Photo-based referring expression data:
##############################

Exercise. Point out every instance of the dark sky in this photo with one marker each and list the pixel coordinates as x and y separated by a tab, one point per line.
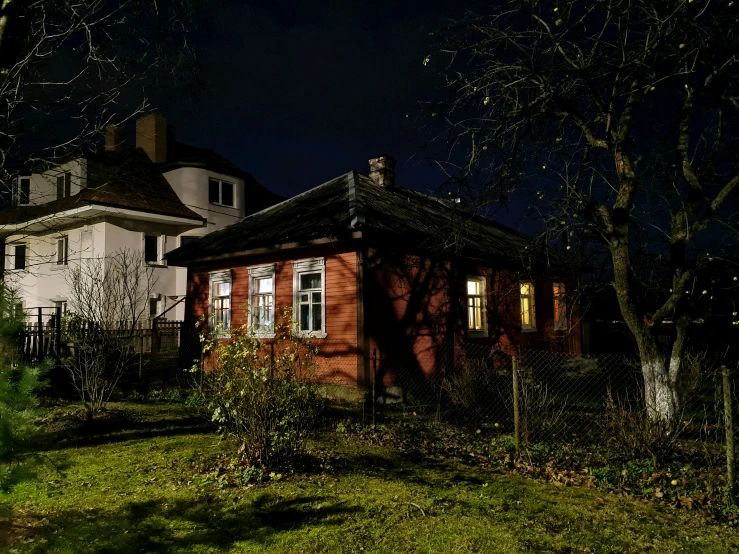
299	92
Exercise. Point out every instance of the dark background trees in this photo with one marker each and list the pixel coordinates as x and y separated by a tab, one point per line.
620	120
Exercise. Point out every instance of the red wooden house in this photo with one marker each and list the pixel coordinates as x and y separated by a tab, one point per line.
371	267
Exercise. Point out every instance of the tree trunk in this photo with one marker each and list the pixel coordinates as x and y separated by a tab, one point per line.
660	373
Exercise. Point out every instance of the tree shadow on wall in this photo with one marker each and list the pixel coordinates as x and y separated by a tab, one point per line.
182	525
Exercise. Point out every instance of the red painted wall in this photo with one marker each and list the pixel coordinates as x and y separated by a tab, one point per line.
337	358
412	305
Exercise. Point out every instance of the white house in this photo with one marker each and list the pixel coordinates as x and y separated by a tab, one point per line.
151	197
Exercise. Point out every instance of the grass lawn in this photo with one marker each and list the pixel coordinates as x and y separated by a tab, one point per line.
143	486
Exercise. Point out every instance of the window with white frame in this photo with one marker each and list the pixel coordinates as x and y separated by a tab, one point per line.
153	306
220	302
560	306
18	255
62	305
23	191
476	306
154	249
64	185
221	192
262	300
62	251
309	284
528	309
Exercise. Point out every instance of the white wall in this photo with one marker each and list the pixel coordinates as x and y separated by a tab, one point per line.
191	185
43	282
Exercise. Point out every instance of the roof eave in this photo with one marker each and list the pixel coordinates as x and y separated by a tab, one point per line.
188	261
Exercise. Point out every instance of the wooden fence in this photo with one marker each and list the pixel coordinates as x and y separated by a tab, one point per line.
43	336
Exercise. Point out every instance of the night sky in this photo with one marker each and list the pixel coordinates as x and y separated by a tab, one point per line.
297	93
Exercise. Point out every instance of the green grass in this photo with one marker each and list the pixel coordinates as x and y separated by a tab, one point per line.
144	487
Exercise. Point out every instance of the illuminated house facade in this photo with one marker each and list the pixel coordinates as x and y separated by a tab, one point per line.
368	267
152	197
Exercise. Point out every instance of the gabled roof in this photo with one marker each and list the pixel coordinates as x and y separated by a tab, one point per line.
353	202
126	179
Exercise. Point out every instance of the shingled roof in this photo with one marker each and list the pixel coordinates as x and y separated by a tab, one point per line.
126	179
354	202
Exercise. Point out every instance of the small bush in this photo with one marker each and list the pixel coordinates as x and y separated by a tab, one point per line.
631	434
263	394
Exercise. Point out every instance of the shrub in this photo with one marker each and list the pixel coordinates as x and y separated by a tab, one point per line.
631	434
263	393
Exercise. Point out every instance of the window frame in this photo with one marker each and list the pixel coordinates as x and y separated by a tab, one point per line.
255	274
160	241
216	278
65	259
154	300
482	332
559	301
14	256
312	265
19	196
220	192
531	326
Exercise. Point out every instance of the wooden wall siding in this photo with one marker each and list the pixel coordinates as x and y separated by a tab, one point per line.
337	360
414	304
407	316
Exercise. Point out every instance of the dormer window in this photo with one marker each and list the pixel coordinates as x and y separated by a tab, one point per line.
64	185
221	192
23	191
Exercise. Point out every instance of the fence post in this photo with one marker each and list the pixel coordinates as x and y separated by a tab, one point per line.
40	343
516	414
272	360
374	385
58	338
729	427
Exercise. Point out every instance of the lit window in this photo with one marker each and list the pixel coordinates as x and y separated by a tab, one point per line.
528	313
476	306
62	250
560	306
220	301
23	191
262	301
154	249
18	256
220	192
309	285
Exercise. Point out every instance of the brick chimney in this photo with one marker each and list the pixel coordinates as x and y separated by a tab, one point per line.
151	136
382	170
115	137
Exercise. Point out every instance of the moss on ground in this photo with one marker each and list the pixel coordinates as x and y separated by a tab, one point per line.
143	481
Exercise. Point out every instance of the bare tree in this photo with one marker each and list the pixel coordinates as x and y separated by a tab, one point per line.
68	67
622	120
109	297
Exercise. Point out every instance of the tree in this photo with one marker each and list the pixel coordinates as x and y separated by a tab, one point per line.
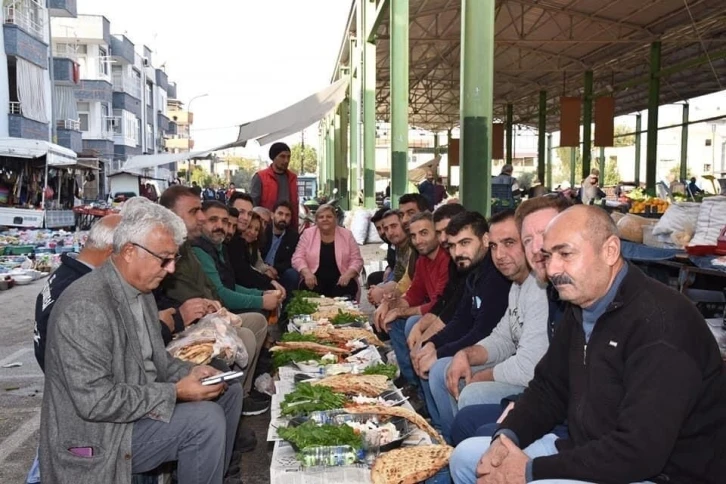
564	154
620	140
307	158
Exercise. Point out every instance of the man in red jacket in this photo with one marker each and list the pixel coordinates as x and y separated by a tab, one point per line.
276	183
633	368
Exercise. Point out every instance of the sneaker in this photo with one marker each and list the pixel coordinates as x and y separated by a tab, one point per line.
246	440
250	406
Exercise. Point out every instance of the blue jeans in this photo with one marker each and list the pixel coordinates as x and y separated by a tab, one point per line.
467	455
397	332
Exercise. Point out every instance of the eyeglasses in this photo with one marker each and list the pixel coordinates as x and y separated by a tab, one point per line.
165	261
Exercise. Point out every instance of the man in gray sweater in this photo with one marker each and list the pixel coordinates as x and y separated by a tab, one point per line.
502	364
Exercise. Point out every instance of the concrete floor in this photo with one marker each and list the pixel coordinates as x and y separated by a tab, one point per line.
21	390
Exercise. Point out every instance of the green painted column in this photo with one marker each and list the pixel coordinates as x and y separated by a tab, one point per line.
587	126
651	153
448	157
369	106
344	161
509	128
638	128
548	182
684	143
354	135
542	136
477	92
399	98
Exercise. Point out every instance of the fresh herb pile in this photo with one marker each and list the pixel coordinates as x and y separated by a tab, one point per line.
310	434
298	337
344	318
298	305
382	369
282	358
307	398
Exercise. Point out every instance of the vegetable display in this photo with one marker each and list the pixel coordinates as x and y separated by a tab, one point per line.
310	434
389	371
344	318
307	398
282	358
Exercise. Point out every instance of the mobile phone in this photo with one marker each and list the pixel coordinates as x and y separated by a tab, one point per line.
81	451
230	375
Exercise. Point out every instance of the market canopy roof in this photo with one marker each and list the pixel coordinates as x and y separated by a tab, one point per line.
56	155
548	45
265	130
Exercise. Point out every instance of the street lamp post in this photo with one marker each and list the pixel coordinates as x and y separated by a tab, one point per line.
189	112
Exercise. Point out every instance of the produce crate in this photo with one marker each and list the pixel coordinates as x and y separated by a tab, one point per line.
19	249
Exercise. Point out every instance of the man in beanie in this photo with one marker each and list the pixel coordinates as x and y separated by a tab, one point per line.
276	183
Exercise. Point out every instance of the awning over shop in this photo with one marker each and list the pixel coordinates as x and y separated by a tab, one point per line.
56	155
265	130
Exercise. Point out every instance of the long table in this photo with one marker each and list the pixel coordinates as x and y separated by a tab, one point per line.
286	469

##############################

> **What you are asked to do**: Could you reproduce the entries verbatim, leaving out all pictures?

> **Answer section**:
Exercise. Point out every instance of the dark sky in this photo with one marker each and list the pixel coordinates as x and y separated by a tab, one point per line.
299	92
Exercise. Point out every instance of the dark background trees in this photo with one marker each and list the pixel coordinates as x and y separated by a tab, one point per line.
620	120
Exercise. Point out every instance of the red wooden house in this photo with one marker each and list the pixel coordinates as x and y separated by a tab, one point per line.
371	267
Exercise. Point out every instance of the tree trunk in this photo with one marker each and list the pixel coordinates as x and y separated by a tab, one point per line.
660	373
Exercise. Point out every instance of the tree shadow on wall in this photo with one marker each and list the pixel coordinates as x and y separated by a tab, one point per line.
182	525
Exercise. Point out every instance of the red painted wall in this photo with one marker each and list the pixel coordinates as x and y separated by a tab, one point per line.
337	358
412	305
Exercise. Point out every instance of the white house in this photo with one marker each and list the pixel coordinates as x and y separated by a tab, one point per line.
151	197
Exercise. Point out every instance of the grass lawn in this photo with one marker each and list the pixel coordinates as x and y separated by a tab, one point per line.
143	486
Exercise. Point out every instance of the window with white frame in this photo with one marker each and list the pixel coordinates as x and y separated by a tab, one point per line.
153	306
220	302
560	306
18	255
62	305
23	191
476	306
154	249
64	185
221	192
262	300
62	251
309	284
528	309
Exercise. Point out every instance of the white wall in this photo with one marker each and list the pixel coordinates as x and y separated by a tab, one point per line.
191	185
43	282
Exercise. Point out every instance of the roof eave in this photo with one marker each and list the pixel coordinates as x and y separated by a tab, one point per line.
188	261
Exercise. Point out every instance of the wooden fence in this photo with one marker each and list the pixel coordinates as x and y separated by a tab, one point per line.
43	336
Exercise. Point out every instance of the night sky in this photo with one marker each and list the pixel coordinates as x and y separated by a tab, one point per line.
297	93
Exercise. Point out every instance of the green grass in this photo with one marker each and list the pixel coordinates as x and y separated by a tab, one point per line.
144	487
Exercise. Point out every instance of the illuminated house facade in this photo with one marker each and list the pixel coordinates as x and y separated by a tab, one point per line.
368	267
152	197
Exercise. Point out every instance of the gabled roof in this photo with one marker each and list the pixel coordinates as x and y separated by a tab, one point per line.
353	202
126	179
Exercise. Point out every instance of the shingled roof in this photo with one marker each and list the pixel coordinates as x and y separated by a tab, one point per line.
126	179
354	202
Exercise. Point out every instance of the small bush in this photo with one marker each and list the pixel coordinates as x and y separated by a tab, one point per line.
631	434
263	394
Exercise. Point out every instance of the shrub in this photo with one marker each and list the pixel coordinates as x and y separated by a tab, one point per line.
631	434
263	393
Exercise. Point out every instance of the window frame in this photo with one marker each and list the pixel coordinates as x and y separated by a tab, one point per line.
255	274
160	241
216	278
65	259
154	300
482	332
559	301
14	256
312	265
19	196
220	192
531	326
Exercise. Point out every instance of the wooden wall siding in this photo with one marker each and list the pixel coordinates as x and y separated by a tab, one point per line.
337	360
414	304
407	316
Exercise. Point out every instance of the dormer window in this photo with one marker each and list the pixel coordinates as x and y separated by a tab, one point per line.
64	185
221	192
23	191
Exercise. Point out every instance of the fence post in this photo with one marker each and list the pixel coordinates as x and y separated by a tab, one point per line.
40	343
516	414
272	360
374	385
58	338
729	427
Exercise. Point out every instance of the lit window in this photo with one marker each and list the pixel coordinates as x and y separated by a tab, one point per line.
528	313
476	306
62	250
560	306
220	301
23	191
262	301
154	249
18	256
220	192
309	285
Exercise. Point out every instance of the brick chimney in this photo with one marker each and list the pixel coordinates as x and y separated by a tab, one point per line.
151	136
382	170
115	137
Exercise. Point out every instance of the moss on ground in this photo with one marker each and list the pixel coordinates as x and y separated by a tab, one point per line.
143	481
Exercise. Point out every instance of the bare tree in this photo with one marker each and list the pixel coordinates as x and y separated by a tab, one point per line.
68	67
622	120
109	297
Exercise. Point out every instance of the tree in this photo with one marker each and list the pixel coordinates as x and y separated by a tab, one point per line.
564	154
620	140
307	158
Exercise. Point out every instance of the man in red jacket in this photo with one marker each and list the pixel coordinates as x and y separated by a tab, one point per line.
276	183
633	368
Exercise. Point out every instance of the sneaker in this photo with one marker each and list the pixel coordinates as x and y separated by a tab, one point per line.
246	440
250	406
Exercise. Point out every instance of the blue jeans in this photo with one marker each and list the pixel coordinates as x and y separated by a tab, one point per line.
467	455
397	332
Exercise. Point out every instance of the eyeglasses in this photo with one marker each and list the pixel coordinates as x and y separated by a tab, one point per line.
165	261
Exercise. Point out every instance of the man in gray sweater in this photo with one marker each and list the pixel coordinates as x and y separated by a tab, one point per line.
502	364
Exercise. Point out every instance of the concrete floor in this photo with one marker each and list the pixel coordinates as x and y separated by a tab, one point per line.
21	390
Exercise. Point out every instance of the green painted column in this photo with one marker each and list the pixel coordinates as x and y separated by a tab, one point per line.
587	126
651	153
448	157
369	106
344	161
509	128
638	128
548	182
684	143
354	135
542	136
477	92
399	98
Exercise. Point out every instance of the fresh herb pile in this photo with one marker each and list the pixel coordinates as x and y separated by a tab, one point per line.
310	434
298	337
344	318
298	305
382	369
282	358
307	398
Exercise. Point out every instance of the vegetable display in this photo with one marker each and list the pixel coordinates as x and y separated by a tab, one point per line.
310	434
389	371
344	318
307	398
282	358
Exercise. Point out every instance of the mobile phone in this photo with one marker each and list the pixel coordinates as x and y separated by a tab, one point per line.
81	451
230	375
Exercise. Point out every instance of the market canopy roof in this photo with one marker each and list the pixel coordinates as x and y separated by a tab, one point per line.
56	155
548	45
265	130
Exercise. Point out every instance of the street lamp post in this photo with one marker each and list the pixel coordinates as x and y separated by a tab, one point per line.
189	112
Exercise. Point out every instance of the produce crate in this photo with one marker each and list the pixel coordinates as x and y separated by a tab, one point per line.
19	249
Exercise. Point out every instance of the man in beanie in this photo with one marker each and list the pixel coordinates as x and y separated by a tab, one point per line.
276	183
Exercise. Point out every instance of the awning over shop in this photo with one marker each and list the pixel coordinates as x and y separated by a tab, one point per line.
56	155
265	130
Exercise. Point out every instance of the long table in this photo with one marker each and list the pixel coordinates as x and y separated by a tab, one point per line.
286	469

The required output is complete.